Stored data entries:
────────────────
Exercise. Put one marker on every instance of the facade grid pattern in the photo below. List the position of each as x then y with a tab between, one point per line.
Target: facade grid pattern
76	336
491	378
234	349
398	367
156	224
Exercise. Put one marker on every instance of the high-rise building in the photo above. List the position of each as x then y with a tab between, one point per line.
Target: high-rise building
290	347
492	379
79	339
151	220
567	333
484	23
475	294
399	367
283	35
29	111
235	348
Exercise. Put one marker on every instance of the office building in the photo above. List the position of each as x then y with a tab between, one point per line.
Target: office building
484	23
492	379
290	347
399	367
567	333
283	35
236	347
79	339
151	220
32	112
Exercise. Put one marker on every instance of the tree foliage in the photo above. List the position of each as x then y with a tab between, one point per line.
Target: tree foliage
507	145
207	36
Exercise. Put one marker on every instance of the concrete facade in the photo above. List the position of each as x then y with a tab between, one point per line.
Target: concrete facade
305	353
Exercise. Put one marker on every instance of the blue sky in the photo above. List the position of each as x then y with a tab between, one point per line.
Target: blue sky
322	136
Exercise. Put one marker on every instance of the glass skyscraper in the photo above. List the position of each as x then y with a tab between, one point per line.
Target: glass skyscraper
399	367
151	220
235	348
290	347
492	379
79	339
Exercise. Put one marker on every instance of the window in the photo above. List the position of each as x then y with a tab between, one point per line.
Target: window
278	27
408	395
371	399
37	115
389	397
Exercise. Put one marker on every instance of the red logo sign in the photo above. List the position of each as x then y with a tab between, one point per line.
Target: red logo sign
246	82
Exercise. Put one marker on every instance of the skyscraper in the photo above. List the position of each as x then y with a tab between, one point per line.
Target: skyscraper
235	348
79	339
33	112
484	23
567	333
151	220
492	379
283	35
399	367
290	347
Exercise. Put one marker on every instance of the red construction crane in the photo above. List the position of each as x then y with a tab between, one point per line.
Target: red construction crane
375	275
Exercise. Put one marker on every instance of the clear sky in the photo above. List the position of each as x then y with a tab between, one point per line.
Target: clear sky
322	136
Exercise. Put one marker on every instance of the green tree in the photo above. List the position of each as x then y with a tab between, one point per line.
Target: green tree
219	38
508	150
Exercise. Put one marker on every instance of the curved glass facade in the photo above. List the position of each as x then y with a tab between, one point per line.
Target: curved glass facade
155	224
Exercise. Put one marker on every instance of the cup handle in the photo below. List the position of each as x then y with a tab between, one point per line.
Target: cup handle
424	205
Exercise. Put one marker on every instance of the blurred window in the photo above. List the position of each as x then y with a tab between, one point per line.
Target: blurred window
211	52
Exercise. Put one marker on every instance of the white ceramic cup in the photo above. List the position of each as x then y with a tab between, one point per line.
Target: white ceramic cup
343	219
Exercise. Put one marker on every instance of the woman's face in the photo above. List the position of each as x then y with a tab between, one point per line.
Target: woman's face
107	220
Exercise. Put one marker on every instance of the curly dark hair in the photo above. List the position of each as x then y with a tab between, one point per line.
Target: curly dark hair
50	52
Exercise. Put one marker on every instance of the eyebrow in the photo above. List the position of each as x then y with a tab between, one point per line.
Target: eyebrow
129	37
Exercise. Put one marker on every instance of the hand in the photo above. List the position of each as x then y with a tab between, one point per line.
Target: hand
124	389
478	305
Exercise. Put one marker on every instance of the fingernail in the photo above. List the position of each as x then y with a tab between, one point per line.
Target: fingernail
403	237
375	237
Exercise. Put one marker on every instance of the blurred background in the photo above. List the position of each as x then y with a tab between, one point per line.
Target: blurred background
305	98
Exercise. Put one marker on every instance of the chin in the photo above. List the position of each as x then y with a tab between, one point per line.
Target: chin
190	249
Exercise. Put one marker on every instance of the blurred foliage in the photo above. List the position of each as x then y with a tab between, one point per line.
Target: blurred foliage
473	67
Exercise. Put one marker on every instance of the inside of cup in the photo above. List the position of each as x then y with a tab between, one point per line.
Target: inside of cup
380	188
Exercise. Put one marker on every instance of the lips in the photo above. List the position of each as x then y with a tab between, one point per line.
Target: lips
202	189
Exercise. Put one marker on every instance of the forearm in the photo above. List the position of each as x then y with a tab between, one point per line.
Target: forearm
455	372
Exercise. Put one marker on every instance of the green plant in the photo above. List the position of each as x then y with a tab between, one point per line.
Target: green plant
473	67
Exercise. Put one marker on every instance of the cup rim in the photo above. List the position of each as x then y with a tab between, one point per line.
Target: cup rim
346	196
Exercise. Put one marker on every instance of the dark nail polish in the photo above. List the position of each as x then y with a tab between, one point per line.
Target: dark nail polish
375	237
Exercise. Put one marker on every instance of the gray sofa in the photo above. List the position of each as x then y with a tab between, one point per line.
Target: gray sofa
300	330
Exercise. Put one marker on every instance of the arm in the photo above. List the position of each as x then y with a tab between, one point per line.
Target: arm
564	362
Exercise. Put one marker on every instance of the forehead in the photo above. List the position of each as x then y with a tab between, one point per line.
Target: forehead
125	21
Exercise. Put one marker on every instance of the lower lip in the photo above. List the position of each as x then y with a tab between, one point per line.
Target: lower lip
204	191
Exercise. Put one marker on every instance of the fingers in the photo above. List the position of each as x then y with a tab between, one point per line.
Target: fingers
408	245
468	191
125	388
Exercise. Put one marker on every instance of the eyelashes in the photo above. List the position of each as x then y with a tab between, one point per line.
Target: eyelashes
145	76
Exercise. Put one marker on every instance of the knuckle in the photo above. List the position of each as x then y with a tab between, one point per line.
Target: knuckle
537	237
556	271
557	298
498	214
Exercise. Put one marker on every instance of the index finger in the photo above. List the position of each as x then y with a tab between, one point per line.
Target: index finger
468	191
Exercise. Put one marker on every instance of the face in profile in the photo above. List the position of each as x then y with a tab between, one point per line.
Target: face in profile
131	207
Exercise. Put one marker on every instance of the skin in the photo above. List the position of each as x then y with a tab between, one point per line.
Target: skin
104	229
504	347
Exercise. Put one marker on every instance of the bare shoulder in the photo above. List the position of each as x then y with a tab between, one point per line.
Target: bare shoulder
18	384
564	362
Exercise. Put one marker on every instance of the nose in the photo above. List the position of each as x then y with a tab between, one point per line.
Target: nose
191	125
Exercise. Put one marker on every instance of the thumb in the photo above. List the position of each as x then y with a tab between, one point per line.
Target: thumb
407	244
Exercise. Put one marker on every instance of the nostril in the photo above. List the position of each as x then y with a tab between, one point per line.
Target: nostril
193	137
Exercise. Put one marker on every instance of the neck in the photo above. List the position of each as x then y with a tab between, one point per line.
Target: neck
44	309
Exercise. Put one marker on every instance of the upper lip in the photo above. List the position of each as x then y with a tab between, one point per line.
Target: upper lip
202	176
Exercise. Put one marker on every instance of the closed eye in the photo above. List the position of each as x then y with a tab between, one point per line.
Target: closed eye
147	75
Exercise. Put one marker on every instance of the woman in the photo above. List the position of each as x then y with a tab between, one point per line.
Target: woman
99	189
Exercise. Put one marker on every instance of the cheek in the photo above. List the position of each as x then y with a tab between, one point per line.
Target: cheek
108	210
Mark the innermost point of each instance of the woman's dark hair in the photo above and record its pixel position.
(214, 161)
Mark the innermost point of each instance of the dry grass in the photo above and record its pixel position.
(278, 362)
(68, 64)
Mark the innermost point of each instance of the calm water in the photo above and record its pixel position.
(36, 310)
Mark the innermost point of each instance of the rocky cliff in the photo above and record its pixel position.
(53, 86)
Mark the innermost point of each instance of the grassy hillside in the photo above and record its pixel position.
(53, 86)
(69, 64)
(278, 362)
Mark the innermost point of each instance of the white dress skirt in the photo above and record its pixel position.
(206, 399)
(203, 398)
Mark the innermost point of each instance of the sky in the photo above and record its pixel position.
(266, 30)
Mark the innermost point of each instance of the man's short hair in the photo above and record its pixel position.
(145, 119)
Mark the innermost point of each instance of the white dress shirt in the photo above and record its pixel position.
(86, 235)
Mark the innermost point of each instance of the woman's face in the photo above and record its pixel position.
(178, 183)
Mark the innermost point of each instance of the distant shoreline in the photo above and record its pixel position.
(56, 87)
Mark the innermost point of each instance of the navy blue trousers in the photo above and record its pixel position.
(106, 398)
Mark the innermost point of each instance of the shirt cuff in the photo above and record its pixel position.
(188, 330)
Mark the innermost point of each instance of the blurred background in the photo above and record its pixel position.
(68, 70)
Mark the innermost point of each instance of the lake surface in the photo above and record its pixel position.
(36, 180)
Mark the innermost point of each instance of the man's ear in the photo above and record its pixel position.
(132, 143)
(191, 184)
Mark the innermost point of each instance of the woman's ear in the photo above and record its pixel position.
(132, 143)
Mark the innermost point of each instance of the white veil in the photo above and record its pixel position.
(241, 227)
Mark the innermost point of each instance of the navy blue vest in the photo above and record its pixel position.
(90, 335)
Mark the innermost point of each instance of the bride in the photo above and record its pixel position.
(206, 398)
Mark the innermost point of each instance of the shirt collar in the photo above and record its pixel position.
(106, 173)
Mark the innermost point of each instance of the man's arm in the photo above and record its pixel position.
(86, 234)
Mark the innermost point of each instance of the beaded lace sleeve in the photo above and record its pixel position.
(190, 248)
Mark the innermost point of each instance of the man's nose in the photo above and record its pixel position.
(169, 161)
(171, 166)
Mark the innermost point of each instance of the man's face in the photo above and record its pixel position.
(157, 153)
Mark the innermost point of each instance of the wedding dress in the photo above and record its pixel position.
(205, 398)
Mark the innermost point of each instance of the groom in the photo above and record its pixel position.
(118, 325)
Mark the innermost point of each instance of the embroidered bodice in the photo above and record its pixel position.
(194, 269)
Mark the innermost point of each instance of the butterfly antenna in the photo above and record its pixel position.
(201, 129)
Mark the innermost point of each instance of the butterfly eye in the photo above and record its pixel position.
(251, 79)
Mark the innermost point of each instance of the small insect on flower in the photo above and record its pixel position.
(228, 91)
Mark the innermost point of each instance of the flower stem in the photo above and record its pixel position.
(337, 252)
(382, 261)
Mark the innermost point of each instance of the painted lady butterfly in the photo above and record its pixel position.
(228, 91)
────────────────
Everything from the line containing "Mark the innermost point of each instance of the beaded" through the final line of the listing, inclusive, must be reproduced exactly; leave out the rest.

Finished exercise ->
Mark the innermost point of each instance of the beaded lace sleeve in the photo above and record its pixel position.
(190, 248)
Mark the innermost point of each instance of the man's nose in the photo above and record its pixel position.
(169, 161)
(171, 166)
Mark the innermost point of each instance of the man's face in the photo above and record its pixel position.
(157, 153)
Mark the innermost point of each instance of the wedding dress in the photo above and record its pixel position.
(205, 398)
Mark the innermost point of each instance of the groom in the photo above and record its pixel position.
(118, 325)
Mark the innermost point of each instance of the embroidered bodice in the photo above and record its pixel position.
(194, 269)
Mark the innermost point of each instance of the butterfly antenna in the photo above and record its pixel position.
(201, 129)
Mark the innermost point of each instance of the butterfly eye in the photo above and record its pixel position.
(251, 79)
Mark the innermost point of each instance of the small insect on flower in the photo above and record its pixel position.
(228, 91)
Mark the innermost point of each instance of the flower stem in the photo above and record its pixel position.
(337, 252)
(382, 261)
Mark the innermost point of each instance of the painted lady butterfly in the photo above and record its pixel position.
(228, 91)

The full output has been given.